• WHAT YOU ARE ASKED TO DO
Copy everything from the beginning of the data down to and including the line that contains "xmin=239 ymin=0 xmax=301 ymax=81", and raise every bounding-box coordinate in that span by 43. Leave the pictures out of your answer.

________

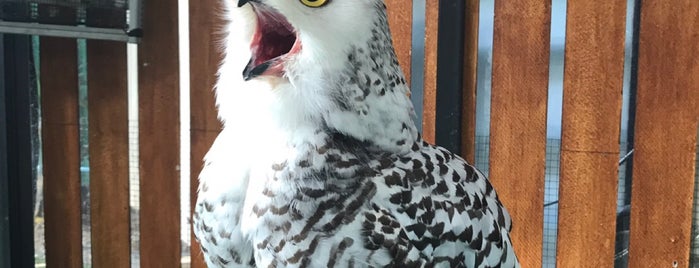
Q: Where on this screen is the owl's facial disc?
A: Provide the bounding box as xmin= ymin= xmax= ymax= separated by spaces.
xmin=239 ymin=0 xmax=301 ymax=81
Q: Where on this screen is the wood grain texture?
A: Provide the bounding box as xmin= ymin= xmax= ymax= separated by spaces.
xmin=40 ymin=37 xmax=82 ymax=268
xmin=629 ymin=0 xmax=699 ymax=267
xmin=490 ymin=0 xmax=551 ymax=267
xmin=556 ymin=0 xmax=626 ymax=267
xmin=461 ymin=0 xmax=480 ymax=163
xmin=189 ymin=0 xmax=224 ymax=268
xmin=138 ymin=0 xmax=181 ymax=267
xmin=422 ymin=1 xmax=439 ymax=144
xmin=87 ymin=40 xmax=131 ymax=267
xmin=385 ymin=0 xmax=413 ymax=85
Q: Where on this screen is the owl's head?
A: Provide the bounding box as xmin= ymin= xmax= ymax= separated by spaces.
xmin=229 ymin=0 xmax=384 ymax=80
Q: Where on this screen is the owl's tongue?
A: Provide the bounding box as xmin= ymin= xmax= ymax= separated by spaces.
xmin=243 ymin=5 xmax=300 ymax=81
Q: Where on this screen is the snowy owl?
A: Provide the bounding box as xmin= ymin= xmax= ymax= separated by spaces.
xmin=193 ymin=0 xmax=519 ymax=267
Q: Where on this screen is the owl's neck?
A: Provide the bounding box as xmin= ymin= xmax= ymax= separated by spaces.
xmin=218 ymin=4 xmax=419 ymax=153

________

• EXERCISE OUTPUT
Q: Where on this screen is the owl's facial disc?
A: Provide the bounding box as xmin= ymin= xmax= ymax= separated by spaces.
xmin=282 ymin=43 xmax=344 ymax=124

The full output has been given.